== Dataset records ==

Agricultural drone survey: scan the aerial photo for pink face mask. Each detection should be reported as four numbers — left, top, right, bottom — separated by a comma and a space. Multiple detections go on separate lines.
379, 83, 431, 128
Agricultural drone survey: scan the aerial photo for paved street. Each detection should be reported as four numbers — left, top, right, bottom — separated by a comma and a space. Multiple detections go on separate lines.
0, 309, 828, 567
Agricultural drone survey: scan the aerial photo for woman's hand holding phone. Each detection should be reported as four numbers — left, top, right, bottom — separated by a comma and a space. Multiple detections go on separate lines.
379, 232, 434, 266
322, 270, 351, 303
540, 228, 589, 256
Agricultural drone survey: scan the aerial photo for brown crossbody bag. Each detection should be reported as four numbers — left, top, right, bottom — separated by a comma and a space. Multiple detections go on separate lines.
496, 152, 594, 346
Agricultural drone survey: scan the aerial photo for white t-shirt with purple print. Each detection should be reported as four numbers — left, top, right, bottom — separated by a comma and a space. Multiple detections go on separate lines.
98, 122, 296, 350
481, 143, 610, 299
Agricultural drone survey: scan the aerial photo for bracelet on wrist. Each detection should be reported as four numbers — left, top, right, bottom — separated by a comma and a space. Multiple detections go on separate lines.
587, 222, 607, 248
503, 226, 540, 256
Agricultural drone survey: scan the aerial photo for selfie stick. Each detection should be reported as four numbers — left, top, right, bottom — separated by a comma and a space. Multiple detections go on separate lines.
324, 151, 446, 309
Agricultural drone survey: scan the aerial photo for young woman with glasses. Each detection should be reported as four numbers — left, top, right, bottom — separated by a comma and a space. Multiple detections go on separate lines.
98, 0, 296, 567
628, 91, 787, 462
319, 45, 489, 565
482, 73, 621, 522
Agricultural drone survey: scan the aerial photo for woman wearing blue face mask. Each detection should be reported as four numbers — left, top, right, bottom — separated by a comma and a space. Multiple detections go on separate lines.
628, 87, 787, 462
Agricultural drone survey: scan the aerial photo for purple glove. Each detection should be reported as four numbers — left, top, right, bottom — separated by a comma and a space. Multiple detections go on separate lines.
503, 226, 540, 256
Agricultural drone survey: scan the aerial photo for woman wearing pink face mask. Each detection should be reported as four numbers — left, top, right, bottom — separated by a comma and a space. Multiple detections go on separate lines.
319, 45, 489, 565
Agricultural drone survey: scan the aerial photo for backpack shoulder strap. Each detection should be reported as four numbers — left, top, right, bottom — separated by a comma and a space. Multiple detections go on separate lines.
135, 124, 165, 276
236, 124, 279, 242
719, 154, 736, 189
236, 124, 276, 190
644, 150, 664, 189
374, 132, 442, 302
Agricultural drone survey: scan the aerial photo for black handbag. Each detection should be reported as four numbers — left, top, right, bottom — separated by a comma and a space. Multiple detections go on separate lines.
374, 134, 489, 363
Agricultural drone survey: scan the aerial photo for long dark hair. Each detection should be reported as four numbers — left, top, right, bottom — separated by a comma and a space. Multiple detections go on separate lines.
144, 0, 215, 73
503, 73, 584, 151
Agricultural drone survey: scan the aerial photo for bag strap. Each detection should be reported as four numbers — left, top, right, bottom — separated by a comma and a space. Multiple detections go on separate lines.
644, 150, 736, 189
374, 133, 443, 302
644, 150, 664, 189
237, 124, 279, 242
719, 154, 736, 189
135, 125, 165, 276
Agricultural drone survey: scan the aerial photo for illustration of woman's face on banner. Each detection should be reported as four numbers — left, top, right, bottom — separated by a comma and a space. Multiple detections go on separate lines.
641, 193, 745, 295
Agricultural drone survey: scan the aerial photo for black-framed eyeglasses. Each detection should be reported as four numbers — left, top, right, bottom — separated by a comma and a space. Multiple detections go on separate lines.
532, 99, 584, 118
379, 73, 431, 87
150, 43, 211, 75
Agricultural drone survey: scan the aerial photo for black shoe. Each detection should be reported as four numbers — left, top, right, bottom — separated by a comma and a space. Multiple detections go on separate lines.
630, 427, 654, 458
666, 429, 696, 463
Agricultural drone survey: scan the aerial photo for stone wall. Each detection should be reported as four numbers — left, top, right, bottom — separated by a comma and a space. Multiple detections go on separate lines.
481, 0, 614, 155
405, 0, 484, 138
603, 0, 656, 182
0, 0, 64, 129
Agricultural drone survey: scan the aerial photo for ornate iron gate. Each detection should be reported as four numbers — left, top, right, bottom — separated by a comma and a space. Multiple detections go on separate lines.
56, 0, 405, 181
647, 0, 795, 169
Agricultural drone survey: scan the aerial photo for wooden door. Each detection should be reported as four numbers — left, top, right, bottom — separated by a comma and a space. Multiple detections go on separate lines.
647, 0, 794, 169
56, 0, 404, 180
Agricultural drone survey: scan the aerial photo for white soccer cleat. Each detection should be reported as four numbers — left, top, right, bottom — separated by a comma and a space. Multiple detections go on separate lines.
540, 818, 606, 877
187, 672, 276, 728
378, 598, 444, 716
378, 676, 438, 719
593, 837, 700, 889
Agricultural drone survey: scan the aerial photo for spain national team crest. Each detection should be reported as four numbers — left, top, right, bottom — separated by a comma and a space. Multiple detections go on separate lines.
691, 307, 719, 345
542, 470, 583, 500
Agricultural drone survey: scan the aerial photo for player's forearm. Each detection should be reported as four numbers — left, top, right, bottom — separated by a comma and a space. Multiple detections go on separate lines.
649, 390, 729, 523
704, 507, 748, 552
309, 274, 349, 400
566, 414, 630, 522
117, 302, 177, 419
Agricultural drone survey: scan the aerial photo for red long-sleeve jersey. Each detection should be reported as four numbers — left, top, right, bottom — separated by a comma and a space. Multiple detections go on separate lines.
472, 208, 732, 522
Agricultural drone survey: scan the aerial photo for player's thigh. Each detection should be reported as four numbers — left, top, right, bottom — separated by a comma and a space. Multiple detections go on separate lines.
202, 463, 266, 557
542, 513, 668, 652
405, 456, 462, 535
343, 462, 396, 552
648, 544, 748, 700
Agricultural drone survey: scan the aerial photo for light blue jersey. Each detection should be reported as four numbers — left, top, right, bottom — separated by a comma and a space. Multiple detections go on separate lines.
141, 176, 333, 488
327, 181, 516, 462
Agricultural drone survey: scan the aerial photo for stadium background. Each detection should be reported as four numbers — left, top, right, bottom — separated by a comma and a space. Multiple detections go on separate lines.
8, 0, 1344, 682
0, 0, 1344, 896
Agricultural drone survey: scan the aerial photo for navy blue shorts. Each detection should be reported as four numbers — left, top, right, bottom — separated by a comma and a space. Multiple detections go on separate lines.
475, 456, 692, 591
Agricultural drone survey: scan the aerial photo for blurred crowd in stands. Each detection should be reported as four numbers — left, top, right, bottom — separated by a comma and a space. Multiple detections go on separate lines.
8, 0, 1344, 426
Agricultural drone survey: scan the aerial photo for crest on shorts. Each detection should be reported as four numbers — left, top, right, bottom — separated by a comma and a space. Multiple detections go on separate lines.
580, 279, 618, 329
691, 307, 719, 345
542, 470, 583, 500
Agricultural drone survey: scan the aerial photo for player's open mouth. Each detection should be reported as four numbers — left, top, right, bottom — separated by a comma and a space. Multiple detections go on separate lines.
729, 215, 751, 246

===

*Your task*. Copy the lines of the listing above, starting with the line that holds "Agricultural drone survey: scan the aerial photo for blurred" and ending with the line that holds "8, 0, 1344, 426", both included, with every character unchanged.

*Expected answer*.
Agricultural drone survey: scan the aerial photo for blurred crowd in stands. Each detection should be reported as four numbers — left, top, right, bottom — separated by a comma and a space. Multiple detections go on separate lines.
8, 0, 1344, 426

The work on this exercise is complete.